-- Task brief --
Copy out, word for word, the lines of the records from the line with "Provide the polygon of every instance of the dry" to the line with "Segment each instance of the dry", including both of those lines.

>>

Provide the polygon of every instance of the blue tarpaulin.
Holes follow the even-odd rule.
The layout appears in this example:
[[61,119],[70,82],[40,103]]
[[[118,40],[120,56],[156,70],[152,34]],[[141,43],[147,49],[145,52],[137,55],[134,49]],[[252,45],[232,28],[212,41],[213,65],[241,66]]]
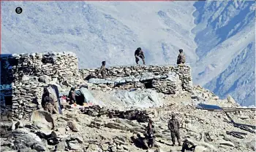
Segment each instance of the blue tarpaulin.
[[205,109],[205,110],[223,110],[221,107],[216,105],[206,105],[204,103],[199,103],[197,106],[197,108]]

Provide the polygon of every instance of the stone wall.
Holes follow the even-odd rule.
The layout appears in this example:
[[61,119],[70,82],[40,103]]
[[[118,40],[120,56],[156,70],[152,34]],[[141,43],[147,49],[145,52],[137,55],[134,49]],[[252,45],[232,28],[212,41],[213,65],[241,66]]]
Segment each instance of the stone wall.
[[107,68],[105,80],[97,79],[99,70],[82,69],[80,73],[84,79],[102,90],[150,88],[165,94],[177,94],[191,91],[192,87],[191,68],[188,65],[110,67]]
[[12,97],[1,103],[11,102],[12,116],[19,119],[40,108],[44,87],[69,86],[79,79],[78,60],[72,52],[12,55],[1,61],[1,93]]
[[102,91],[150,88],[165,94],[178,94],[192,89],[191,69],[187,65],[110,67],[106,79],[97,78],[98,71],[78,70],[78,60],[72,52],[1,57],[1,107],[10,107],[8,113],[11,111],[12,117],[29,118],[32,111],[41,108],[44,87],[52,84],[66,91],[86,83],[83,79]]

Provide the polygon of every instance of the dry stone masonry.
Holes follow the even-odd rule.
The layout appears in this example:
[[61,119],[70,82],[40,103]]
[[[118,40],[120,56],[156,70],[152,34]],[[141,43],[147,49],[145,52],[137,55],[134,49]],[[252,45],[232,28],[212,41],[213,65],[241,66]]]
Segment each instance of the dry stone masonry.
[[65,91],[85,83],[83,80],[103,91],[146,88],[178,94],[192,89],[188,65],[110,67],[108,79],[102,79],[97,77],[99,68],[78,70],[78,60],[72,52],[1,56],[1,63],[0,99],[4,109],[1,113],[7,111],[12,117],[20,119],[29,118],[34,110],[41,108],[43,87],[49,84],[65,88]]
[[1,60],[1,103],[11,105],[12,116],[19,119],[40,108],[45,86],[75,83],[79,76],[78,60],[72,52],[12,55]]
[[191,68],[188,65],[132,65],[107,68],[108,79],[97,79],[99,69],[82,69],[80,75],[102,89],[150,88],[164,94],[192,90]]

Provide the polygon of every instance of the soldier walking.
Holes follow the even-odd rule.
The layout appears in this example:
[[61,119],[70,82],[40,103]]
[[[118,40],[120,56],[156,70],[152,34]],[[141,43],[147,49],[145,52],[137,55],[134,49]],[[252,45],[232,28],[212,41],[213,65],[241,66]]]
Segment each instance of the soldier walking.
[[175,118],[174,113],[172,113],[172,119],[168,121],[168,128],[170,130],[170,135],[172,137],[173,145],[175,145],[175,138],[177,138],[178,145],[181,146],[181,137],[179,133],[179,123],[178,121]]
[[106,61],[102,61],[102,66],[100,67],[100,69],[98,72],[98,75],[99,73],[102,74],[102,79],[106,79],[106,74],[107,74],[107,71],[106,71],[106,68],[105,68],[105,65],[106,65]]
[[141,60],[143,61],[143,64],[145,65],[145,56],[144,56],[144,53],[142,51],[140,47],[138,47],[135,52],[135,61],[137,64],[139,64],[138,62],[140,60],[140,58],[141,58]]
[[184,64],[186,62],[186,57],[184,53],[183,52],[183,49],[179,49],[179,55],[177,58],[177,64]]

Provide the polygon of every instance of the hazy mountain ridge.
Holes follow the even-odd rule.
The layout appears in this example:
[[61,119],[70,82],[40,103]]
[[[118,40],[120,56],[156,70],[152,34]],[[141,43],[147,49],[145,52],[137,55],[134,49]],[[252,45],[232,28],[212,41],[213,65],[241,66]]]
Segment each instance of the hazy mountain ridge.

<<

-- Worked solution --
Provide the polygon of every instance of the dry stone masonry.
Holes follow the even-odd rule.
The layout appears in this example:
[[61,119],[70,82],[40,103]]
[[[118,40],[120,56],[156,70],[152,34]],[[141,43],[147,49],[145,52],[137,55],[134,49]],[[252,45],[232,28],[212,41],[213,65],[241,66]]]
Segment each instance of the dry stone masonry.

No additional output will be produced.